# BRANO SELEZIONATO:
***

In un podcast, i giovani latinos in Italia prendono la parola

Si intitola "Aves, pasaporte a la vida" ed è un podcast realizzato dal progetto Paradero di Torino. Teenager arrivati dall'America meridionale raccontano le loro esperienze, le difficoltà linguistiche e il senso di solitudine. Ma insieme scoprono che integrarsi è possibile

Andrea Giambartolomei

Andrea GiambartolomeiRedattore lavialibera

21 dicembre 2023

"Appena arrivata in Italia, a scuola non potevo integrarmi e parlare italiano. C’erano alcuni professori che non sono stati pazienti con me e non sapevano ascoltarmi", ricorda una giovane. "Quando sono arrivato mi sentivo a disagio per strada nei primi mesi. Non sapevo come comportarmi, dove andare", è il senso di spaesamento descritto da un ragazzo. Sono due teenager arrivati a Torino soprattutto da Perù, ma anche El Salvador, Argentina, Ecuador e altri paesi dell’America Latina, ricongiunti dopo anni alle loro madri, che li hanno preceduti lasciandoli a lungo senza la loro presenza, oppure atterrati insieme alle famiglie, seguendo i progetti degli adulti. Questi teenager spaesati e sperduti, abbandonati un po’ a se stessi in una città che non è la loro, hanno raccontato le loro esperienze migratorie nel podcast Aves, pasaporte a la vida, realizzato dal progetto Paradero della cooperativa Esserci.

"Figlia di migranti, nego me stessa per essere accolta"

Il podcast del progetto Paradero

“I figli subiscono il progetto migratorio dei genitori. I percorsi educativi si bloccano se non sono regolari”Bruno Alvarez Silva - Mediatore culturale

"È un progetto partito nel 2012 destinato ai figli che venivano in Italia per ricongiungersi coi genitori dopo un periodo di separazione", spiega Jessica Munzi della cooperativa. Il progetto propone a questi adolescenti momenti di socializzazione, laboratori, uscite: "Cerchiamo di attrarli e creare un rapporto di fiducia per poi poter orientarli meglio", aggiunge la sua collega, Luisa Gallego.

***

# DATI IN INGRESSO:
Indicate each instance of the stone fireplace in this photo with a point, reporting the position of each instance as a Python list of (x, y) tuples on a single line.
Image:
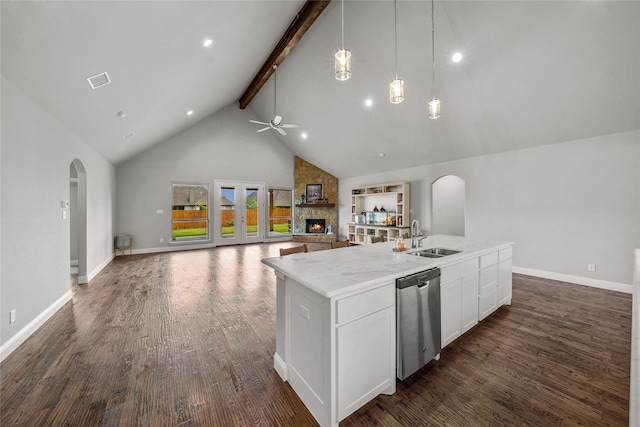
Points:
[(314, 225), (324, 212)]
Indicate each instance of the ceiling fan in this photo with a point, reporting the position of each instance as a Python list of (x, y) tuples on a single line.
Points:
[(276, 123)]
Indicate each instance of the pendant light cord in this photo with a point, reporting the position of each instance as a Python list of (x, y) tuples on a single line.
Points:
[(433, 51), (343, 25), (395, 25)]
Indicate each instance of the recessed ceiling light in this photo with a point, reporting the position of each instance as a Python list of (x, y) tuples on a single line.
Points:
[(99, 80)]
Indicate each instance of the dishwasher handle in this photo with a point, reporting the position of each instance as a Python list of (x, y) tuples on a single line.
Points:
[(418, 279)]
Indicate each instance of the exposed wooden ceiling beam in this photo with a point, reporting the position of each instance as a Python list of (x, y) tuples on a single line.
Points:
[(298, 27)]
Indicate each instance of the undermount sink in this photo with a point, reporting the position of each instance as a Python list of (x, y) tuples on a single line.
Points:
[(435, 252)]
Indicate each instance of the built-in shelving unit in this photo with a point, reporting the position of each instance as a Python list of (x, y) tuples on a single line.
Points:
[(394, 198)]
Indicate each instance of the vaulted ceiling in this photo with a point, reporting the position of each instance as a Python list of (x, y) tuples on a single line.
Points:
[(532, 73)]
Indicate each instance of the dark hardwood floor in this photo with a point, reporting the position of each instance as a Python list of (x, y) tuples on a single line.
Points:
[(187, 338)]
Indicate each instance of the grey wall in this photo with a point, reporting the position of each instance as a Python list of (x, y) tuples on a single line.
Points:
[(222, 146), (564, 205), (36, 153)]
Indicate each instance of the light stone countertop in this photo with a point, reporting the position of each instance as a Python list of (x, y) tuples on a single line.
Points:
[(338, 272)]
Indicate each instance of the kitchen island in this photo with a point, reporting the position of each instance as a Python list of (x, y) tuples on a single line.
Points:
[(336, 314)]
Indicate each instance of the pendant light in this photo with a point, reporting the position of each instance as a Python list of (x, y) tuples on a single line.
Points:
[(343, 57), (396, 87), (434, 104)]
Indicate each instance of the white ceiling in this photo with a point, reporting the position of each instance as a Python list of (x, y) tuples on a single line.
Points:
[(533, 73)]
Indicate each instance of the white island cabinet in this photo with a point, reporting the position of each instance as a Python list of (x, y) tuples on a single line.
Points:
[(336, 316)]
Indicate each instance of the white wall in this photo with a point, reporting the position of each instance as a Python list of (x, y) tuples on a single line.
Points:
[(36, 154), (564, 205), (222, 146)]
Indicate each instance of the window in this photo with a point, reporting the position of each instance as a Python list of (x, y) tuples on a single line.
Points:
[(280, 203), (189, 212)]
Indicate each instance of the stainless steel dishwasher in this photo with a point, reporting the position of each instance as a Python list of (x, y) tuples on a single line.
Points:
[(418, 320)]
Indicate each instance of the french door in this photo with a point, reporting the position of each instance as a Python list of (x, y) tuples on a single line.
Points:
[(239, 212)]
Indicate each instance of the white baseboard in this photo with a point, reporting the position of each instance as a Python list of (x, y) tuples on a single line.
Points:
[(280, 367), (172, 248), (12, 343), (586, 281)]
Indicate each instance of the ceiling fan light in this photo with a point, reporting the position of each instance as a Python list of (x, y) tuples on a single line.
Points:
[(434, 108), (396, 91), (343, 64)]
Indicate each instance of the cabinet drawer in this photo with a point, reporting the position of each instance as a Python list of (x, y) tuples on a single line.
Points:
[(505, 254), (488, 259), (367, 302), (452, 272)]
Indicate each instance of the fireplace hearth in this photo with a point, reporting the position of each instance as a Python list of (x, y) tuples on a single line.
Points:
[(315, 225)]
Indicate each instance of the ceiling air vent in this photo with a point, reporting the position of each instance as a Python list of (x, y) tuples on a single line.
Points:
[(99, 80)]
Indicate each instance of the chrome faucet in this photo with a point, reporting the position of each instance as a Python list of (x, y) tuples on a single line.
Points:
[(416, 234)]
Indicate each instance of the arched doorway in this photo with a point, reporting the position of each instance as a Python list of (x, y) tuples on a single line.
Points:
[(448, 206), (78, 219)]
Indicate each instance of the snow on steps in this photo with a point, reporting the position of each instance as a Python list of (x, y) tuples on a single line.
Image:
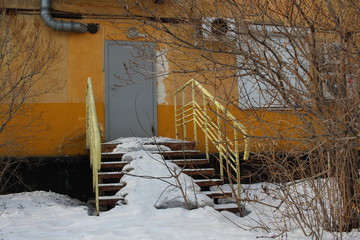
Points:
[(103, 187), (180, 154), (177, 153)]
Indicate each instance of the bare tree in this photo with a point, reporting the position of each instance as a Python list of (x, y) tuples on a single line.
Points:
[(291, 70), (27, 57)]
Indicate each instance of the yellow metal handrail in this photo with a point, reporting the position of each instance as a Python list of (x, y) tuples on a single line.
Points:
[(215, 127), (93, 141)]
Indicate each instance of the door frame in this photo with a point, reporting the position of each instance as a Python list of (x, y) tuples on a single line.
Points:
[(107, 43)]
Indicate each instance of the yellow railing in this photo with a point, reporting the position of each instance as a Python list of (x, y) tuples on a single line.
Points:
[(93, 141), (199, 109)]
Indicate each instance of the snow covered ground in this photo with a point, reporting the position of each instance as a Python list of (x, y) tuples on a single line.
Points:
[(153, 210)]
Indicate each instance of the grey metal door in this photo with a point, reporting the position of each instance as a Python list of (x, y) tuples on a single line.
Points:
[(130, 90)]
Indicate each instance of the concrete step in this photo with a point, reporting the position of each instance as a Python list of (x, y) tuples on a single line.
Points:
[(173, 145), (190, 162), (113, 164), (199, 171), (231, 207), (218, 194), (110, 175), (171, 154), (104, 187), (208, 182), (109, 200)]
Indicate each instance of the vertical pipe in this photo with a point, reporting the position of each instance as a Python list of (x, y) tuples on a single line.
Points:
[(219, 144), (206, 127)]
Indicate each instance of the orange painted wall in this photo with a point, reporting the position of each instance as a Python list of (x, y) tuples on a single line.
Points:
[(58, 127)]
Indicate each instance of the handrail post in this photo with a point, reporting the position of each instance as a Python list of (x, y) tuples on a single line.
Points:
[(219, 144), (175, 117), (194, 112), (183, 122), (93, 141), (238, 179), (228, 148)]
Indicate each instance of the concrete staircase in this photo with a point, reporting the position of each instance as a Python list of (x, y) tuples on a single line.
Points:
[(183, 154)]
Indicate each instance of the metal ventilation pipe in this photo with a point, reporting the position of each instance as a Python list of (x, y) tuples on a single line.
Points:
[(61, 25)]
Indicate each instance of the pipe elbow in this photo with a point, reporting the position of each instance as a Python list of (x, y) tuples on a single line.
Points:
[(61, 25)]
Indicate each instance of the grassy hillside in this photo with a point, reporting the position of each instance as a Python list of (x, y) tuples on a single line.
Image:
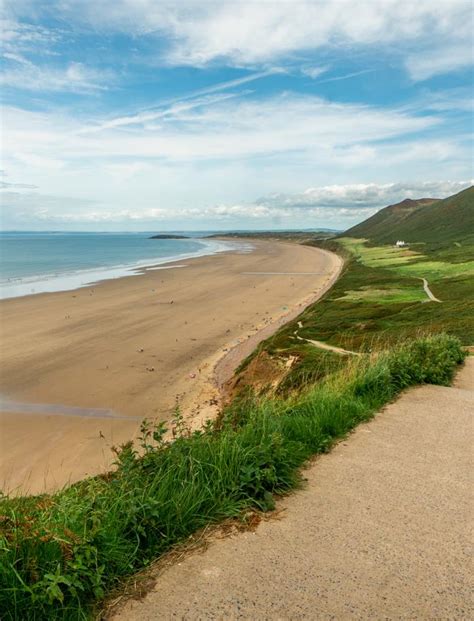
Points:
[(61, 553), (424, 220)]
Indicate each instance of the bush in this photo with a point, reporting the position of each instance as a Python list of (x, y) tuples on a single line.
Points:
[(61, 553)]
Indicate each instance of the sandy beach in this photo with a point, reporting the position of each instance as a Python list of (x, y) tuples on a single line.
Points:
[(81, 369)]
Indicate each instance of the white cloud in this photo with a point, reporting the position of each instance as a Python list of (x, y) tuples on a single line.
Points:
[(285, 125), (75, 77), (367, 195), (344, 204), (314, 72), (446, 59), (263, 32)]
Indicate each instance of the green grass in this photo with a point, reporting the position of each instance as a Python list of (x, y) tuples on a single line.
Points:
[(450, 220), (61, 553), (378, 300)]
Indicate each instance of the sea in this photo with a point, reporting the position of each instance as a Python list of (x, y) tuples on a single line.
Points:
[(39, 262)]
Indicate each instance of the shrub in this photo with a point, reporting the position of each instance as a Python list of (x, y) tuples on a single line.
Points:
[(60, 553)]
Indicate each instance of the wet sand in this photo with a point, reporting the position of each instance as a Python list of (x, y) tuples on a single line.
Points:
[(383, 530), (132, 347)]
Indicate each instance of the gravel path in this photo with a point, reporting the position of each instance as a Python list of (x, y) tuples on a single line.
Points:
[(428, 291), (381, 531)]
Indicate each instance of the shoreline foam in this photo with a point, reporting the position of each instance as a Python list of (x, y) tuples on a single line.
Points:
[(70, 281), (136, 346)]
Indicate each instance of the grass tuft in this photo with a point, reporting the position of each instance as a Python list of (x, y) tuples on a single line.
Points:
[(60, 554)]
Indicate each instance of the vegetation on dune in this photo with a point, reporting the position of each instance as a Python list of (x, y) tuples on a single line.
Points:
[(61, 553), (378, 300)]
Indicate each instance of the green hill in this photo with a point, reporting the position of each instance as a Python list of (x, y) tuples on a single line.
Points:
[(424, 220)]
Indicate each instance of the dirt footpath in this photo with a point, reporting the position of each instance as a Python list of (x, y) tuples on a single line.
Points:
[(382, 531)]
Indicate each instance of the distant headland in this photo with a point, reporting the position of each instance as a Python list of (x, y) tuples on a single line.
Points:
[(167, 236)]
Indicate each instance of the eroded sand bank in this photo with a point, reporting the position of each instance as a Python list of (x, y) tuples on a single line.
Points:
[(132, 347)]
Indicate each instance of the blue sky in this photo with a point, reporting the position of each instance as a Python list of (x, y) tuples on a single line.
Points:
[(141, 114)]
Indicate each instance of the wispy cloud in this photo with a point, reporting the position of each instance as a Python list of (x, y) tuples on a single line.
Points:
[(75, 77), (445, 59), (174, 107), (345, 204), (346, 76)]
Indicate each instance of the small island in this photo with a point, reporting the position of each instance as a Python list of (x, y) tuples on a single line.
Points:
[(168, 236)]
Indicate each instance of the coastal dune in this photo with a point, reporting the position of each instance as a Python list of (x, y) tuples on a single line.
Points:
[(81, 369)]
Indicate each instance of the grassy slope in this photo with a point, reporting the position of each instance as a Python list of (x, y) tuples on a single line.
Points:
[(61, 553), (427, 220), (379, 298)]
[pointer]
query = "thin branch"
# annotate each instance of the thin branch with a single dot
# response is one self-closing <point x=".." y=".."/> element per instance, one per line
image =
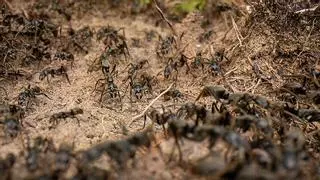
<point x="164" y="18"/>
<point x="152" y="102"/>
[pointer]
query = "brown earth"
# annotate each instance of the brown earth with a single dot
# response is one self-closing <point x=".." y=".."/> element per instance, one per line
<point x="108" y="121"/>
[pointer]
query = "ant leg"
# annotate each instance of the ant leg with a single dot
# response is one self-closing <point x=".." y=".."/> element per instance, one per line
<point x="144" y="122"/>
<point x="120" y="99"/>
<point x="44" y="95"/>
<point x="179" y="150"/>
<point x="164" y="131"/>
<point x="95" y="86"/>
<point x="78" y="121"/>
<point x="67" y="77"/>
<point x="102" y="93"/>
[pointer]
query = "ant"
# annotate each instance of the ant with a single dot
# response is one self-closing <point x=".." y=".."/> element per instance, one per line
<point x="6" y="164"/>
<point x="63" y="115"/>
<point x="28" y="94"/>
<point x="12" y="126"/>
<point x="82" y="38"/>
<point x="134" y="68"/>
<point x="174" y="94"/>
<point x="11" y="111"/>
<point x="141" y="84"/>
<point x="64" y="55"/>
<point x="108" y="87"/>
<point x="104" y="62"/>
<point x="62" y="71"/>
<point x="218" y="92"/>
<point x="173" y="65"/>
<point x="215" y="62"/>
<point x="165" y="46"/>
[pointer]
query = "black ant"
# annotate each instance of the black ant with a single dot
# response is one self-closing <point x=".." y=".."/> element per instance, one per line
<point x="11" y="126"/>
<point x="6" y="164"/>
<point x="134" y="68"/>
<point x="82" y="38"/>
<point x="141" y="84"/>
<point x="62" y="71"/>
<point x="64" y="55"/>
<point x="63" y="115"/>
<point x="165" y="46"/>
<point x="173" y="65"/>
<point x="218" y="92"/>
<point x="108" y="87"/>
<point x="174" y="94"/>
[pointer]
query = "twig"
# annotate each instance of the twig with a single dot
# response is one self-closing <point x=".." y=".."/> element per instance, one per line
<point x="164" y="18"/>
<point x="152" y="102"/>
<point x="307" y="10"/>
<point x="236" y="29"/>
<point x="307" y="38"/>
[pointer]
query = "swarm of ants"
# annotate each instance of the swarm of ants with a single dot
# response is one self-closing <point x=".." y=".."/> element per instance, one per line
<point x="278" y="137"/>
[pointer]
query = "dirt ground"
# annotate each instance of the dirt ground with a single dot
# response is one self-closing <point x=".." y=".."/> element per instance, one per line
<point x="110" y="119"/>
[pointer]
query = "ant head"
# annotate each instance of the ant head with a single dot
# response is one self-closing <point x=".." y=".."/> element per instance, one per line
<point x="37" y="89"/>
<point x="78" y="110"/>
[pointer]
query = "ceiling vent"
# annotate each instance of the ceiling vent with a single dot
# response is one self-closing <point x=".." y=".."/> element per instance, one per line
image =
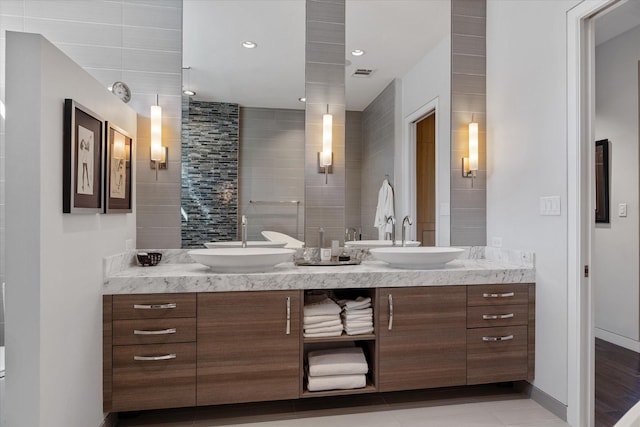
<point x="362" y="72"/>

***

# ELENCO CONSEGNE:
1. Riassumi il brano in due frasi.
2. Elenca tutti i paesi dell'America Latina che il brano nomina come luoghi di provenienza dei ragazzi arrivati a Torino.
Le righe non hanno alcun ruolo in questo lavoro.

# RISPOSTE ALLE CONSEGNE:
1. Nel podcast "Aves, pasaporte a la vida", realizzato dal progetto Paradero della cooperativa Esserci, alcuni teenager arrivati a Torino dall'America Latina raccontano le loro esperienze migratorie, le difficoltà linguistiche e il senso di solitudine. Il progetto, partito nel 2012 per i figli che si ricongiungono ai genitori dopo un periodo di separazione, offre a questi adolescenti momenti di socializzazione, laboratori e uscite.

2. Perù, El Salvador, Argentina, Ecuador